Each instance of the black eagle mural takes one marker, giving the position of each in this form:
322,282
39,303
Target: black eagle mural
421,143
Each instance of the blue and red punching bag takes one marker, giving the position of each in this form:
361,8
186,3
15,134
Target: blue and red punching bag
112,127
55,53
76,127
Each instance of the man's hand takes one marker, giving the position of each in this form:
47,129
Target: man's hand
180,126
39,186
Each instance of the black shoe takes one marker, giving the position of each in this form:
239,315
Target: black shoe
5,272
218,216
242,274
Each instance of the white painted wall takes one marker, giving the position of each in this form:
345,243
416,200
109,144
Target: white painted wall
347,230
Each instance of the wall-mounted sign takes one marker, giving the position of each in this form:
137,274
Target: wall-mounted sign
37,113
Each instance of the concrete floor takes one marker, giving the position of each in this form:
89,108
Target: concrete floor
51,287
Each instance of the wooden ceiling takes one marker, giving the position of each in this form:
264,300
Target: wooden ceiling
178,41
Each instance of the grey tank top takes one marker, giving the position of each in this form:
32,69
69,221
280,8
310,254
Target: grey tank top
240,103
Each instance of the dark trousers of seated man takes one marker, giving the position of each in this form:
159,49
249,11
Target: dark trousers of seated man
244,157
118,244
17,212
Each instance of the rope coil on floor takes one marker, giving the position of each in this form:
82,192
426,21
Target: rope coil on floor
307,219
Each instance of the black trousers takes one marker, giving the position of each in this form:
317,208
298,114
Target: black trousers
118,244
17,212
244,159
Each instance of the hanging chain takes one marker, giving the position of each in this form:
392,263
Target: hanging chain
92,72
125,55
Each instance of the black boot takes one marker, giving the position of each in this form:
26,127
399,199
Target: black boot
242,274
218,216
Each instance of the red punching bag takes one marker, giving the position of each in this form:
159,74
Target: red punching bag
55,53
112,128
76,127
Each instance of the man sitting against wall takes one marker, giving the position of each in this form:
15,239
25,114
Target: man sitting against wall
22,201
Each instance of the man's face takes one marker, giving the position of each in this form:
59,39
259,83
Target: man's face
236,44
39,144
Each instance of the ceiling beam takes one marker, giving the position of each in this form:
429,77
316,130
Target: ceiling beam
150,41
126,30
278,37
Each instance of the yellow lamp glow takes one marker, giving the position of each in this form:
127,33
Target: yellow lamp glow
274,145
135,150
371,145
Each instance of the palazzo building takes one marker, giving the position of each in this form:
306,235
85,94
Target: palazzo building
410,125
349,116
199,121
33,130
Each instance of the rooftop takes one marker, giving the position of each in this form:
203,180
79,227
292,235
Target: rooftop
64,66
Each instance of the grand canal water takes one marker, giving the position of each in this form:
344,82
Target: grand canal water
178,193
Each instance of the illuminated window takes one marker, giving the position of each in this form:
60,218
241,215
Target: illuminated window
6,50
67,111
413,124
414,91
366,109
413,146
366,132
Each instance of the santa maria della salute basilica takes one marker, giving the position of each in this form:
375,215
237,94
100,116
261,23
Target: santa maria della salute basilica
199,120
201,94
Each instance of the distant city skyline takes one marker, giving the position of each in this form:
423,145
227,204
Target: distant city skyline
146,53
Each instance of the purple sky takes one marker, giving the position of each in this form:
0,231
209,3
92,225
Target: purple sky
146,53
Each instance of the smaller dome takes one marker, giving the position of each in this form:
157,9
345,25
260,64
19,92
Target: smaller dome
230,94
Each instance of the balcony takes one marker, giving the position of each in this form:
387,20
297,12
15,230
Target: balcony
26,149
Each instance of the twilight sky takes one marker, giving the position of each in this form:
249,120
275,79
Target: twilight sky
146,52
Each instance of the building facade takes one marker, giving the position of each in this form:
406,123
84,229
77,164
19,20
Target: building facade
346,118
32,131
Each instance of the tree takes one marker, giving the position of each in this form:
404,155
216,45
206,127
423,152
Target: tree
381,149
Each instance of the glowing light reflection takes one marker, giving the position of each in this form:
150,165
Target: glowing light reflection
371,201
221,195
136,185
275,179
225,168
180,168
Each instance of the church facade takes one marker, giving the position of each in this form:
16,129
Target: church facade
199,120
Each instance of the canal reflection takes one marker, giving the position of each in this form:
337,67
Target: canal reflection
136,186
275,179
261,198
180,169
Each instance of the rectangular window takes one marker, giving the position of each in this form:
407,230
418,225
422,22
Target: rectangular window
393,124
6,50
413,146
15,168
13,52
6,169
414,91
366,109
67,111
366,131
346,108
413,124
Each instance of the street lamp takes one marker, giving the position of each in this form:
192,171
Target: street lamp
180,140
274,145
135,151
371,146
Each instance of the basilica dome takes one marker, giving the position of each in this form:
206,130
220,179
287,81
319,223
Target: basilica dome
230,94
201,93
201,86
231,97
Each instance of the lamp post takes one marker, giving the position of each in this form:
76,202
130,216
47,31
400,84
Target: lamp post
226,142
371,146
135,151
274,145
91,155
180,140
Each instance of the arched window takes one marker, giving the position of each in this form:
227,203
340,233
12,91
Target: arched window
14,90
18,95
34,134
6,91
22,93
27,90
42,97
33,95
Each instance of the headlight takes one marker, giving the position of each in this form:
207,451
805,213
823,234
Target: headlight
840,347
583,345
######
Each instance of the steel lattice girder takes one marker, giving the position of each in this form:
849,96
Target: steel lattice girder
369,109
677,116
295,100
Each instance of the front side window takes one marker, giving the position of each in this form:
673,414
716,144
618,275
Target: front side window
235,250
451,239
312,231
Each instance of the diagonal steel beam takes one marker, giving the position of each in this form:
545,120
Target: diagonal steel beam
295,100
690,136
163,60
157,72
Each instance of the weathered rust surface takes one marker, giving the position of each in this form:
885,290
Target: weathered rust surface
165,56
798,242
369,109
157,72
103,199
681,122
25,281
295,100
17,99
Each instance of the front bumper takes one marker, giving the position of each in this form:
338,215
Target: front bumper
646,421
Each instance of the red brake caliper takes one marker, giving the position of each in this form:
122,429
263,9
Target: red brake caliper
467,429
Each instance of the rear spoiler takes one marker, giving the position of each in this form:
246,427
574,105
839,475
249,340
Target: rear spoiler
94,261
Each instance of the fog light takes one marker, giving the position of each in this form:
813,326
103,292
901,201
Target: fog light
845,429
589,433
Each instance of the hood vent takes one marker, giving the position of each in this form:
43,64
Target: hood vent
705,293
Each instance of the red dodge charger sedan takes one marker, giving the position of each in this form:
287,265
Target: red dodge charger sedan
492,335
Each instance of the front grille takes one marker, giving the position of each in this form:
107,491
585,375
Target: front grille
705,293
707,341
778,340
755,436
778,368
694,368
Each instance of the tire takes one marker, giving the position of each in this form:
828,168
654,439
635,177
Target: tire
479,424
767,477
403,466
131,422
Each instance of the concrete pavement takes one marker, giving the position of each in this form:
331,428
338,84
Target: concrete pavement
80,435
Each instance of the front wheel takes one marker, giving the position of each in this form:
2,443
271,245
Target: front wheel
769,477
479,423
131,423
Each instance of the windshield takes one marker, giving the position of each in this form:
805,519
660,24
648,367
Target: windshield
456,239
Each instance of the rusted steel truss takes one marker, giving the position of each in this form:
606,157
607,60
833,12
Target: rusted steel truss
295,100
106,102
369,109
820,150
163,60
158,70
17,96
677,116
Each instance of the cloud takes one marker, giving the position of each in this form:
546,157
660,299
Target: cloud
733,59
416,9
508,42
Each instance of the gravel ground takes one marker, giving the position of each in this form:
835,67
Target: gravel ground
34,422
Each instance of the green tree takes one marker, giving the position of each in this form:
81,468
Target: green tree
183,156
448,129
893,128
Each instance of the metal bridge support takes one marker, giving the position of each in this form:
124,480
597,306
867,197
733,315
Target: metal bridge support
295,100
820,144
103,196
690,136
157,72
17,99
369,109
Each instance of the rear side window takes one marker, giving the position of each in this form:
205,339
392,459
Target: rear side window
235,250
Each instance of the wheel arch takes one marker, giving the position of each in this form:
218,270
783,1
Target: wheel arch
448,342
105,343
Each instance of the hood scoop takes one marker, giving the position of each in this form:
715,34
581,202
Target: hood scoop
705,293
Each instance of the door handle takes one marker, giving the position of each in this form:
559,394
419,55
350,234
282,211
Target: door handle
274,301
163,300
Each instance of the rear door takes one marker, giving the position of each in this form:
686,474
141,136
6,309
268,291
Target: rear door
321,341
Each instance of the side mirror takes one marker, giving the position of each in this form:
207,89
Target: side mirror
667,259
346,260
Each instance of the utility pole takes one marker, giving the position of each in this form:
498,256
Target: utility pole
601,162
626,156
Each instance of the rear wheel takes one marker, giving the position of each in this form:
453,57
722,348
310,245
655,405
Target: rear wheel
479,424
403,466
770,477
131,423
######
Which lines in the data above contain the string "arched"? Extract each of them, treating uppercase and lowercase letters as distinct.

Solution to the problem.
Each instance of the arched window takes one marker, giving the position of each in this form:
Target: arched window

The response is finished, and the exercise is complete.